● Assignment:
I would like you to return all of the records exactly as they stand.

____________

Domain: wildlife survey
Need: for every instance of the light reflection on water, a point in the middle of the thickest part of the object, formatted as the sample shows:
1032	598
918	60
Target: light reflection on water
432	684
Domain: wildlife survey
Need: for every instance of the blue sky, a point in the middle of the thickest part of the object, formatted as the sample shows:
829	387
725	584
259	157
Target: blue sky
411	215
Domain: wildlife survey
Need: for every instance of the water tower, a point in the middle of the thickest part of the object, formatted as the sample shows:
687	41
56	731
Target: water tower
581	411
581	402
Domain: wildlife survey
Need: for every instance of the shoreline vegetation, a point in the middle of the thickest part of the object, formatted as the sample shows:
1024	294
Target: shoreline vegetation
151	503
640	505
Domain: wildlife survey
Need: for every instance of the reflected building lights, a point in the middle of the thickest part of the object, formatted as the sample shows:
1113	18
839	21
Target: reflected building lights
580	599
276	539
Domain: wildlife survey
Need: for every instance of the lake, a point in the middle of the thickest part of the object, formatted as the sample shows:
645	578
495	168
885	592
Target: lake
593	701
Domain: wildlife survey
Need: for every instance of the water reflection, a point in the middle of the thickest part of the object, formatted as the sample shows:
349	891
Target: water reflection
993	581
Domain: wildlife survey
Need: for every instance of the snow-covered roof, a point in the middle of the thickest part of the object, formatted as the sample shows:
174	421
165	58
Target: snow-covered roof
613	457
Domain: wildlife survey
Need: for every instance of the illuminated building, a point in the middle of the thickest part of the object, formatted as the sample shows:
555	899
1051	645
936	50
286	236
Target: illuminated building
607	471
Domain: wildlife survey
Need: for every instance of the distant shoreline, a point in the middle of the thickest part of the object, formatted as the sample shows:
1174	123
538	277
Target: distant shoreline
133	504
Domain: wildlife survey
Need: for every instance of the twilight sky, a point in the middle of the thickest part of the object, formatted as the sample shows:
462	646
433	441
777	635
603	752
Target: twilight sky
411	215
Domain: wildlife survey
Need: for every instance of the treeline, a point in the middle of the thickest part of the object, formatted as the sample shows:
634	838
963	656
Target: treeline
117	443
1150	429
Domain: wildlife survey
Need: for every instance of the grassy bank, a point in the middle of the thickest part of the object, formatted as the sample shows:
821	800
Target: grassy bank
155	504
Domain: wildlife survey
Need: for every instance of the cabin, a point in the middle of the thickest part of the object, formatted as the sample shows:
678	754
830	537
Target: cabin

____________

● Answer to this problem:
Domain: wildlife survey
Need: for every instance of the light reflection on water, a point in the middle of the thickest part of the object, formatted as the sample shows:
1032	598
918	60
Target: light reflection on water
432	684
Domain: wildlife survey
Need: for every instance of the blue sky, a point in the middle of the thickest part of the object, formatted as the sample shows:
829	387
725	584
259	157
Target: blue sky
411	215
Domain: wildlife survey
Need: for every instance of the water tower, a point in the middle of the thickest part of the object, formatted as the sample shows:
687	41
56	731
Target: water tower
581	411
581	402
Domain: wildlife survey
Need: for every instance of the shoreline vegetation, a point in the middle of the thickest part of the object, formatted as the sample shows:
1024	294
Target: shoreline vegetation
151	503
640	505
Domain: wildlife survey
Need: for every instance of the reflected building lights, a point in the middle of the thickest part of the object, formatted as the sample shows:
1113	18
839	21
Target: reflected building lights
580	599
276	539
Domain: wildlife survey
Need: for every instance of the lake, a point in the middle of the thickest part of the object, formatted as the sample shows:
645	578
495	168
885	592
Target: lake
593	701
Domain: wildlife survey
Need: for every instance of the water reflection, a point in the middle of the thickest part of the object, formatted as the sample shows:
349	891
Target: water reflection
993	581
Domain: wildlife survey
Need: for every instance of the snow-covered roof, a point in the middle of the thickest part of the object, formatted as the sample shows:
174	421
165	58
Target: snow-covered roof
613	457
Domain: wildlife survey
Need: for every instance of the illuminated building, a point in the middle of the thickest part of the object, formatted as the sample shows:
555	899
1051	645
936	50
286	236
Target: illuminated building
607	471
Domain: wildlife survey
Need: for every instance of the distant shoreline, a point in the middle of the thickest part of the object, formatted as the sample shows:
1174	123
538	277
Target: distant shoreline
133	504
Domain: wildlife survey
Need: for every instance of the twilight sky, a point in the middle of the thickest part of the object, formatted as the sample shows:
462	646
433	441
777	635
603	752
Target: twilight sky
411	215
Domain: wildlife survey
Need: for every instance of the treeline, a point in the middle of the thickest part of the object, formatted as the sample shows:
634	838
963	656
Target: treeline
117	443
1150	429
Domain: wildlife survey
Need: for every instance of the grassy bank, a point in the middle of the thickest part of the object, formatted as the sample shows:
821	800
Target: grassy bank
155	504
Domain: wildlife survey
Need: for every instance of the cabin, a point in the middle of the thickest part of the object, formatted as the sample shows:
678	754
830	537
Target: cabin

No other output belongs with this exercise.